▶ WHAT IS EXPECTED: Starting at the line that contains "Objective: one point per instance of the olive", write out every line through the last one in the records below, word for word. Leave out any pictures.

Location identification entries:
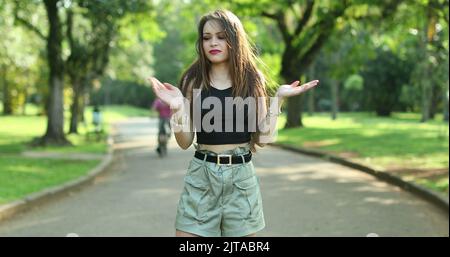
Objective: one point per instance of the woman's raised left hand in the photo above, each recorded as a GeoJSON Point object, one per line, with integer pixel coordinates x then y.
{"type": "Point", "coordinates": [293, 89]}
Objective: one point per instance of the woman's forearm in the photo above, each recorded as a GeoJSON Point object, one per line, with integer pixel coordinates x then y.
{"type": "Point", "coordinates": [268, 124]}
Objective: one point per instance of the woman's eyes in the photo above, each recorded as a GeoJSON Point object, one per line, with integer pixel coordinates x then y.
{"type": "Point", "coordinates": [219, 37]}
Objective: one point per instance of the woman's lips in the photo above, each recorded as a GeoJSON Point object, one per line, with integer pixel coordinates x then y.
{"type": "Point", "coordinates": [215, 51]}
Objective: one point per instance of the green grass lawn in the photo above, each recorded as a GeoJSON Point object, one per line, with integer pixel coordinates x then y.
{"type": "Point", "coordinates": [393, 144]}
{"type": "Point", "coordinates": [21, 175]}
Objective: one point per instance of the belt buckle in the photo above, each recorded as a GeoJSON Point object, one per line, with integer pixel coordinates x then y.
{"type": "Point", "coordinates": [224, 155]}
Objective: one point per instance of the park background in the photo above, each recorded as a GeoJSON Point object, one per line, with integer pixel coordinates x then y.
{"type": "Point", "coordinates": [382, 100]}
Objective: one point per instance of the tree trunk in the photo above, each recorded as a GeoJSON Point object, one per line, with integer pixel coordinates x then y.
{"type": "Point", "coordinates": [334, 99]}
{"type": "Point", "coordinates": [310, 93]}
{"type": "Point", "coordinates": [7, 104]}
{"type": "Point", "coordinates": [427, 92]}
{"type": "Point", "coordinates": [55, 125]}
{"type": "Point", "coordinates": [75, 107]}
{"type": "Point", "coordinates": [446, 103]}
{"type": "Point", "coordinates": [294, 112]}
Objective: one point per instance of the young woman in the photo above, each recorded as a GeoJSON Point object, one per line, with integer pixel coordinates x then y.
{"type": "Point", "coordinates": [221, 195]}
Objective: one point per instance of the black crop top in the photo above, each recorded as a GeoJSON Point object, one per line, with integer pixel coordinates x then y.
{"type": "Point", "coordinates": [212, 134]}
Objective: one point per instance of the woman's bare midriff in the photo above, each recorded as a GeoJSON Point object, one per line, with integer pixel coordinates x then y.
{"type": "Point", "coordinates": [220, 148]}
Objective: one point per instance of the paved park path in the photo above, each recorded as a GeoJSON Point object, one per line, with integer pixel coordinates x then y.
{"type": "Point", "coordinates": [302, 196]}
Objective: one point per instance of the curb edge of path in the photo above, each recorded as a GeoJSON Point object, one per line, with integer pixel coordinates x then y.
{"type": "Point", "coordinates": [30, 201]}
{"type": "Point", "coordinates": [418, 190]}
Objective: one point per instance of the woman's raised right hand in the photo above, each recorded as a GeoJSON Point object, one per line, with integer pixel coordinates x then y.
{"type": "Point", "coordinates": [169, 94]}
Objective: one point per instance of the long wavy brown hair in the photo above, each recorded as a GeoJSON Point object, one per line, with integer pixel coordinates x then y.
{"type": "Point", "coordinates": [247, 79]}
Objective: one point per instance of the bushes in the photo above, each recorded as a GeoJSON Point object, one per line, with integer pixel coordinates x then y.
{"type": "Point", "coordinates": [122, 92]}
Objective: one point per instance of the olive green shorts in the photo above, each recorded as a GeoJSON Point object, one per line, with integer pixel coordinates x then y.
{"type": "Point", "coordinates": [220, 200]}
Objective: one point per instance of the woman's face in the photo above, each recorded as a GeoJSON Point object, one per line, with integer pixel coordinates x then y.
{"type": "Point", "coordinates": [214, 42]}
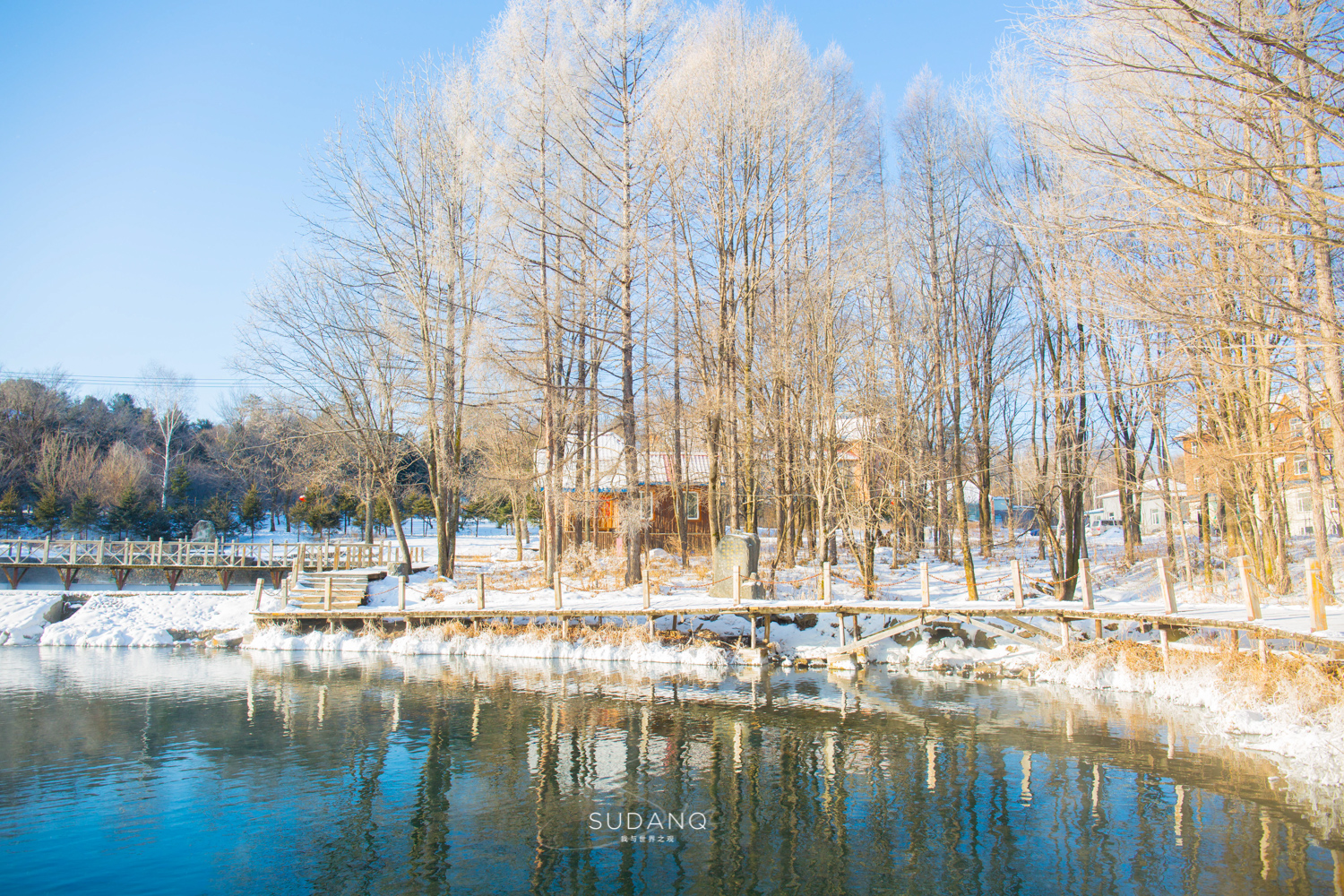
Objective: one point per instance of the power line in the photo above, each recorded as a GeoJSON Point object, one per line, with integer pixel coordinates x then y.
{"type": "Point", "coordinates": [137, 381]}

▶ WRITTEN SOLUTION:
Objective: one point per instance of the olive green shorts in the photo above, each recorded as a GeoJSON Point object, one per line, with integer pixel coordinates x then y.
{"type": "Point", "coordinates": [220, 200]}
Objective: one point per instance of the woman's face in the photo above, each recorded as a GeoJSON Point object, one per line, with integer pixel coordinates x then y.
{"type": "Point", "coordinates": [214, 42]}
Objective: one point per instance of the power line in the photo above, each recorded as a GeoJSON Point object, one per line, with integer pixel coordinates x then y.
{"type": "Point", "coordinates": [137, 381]}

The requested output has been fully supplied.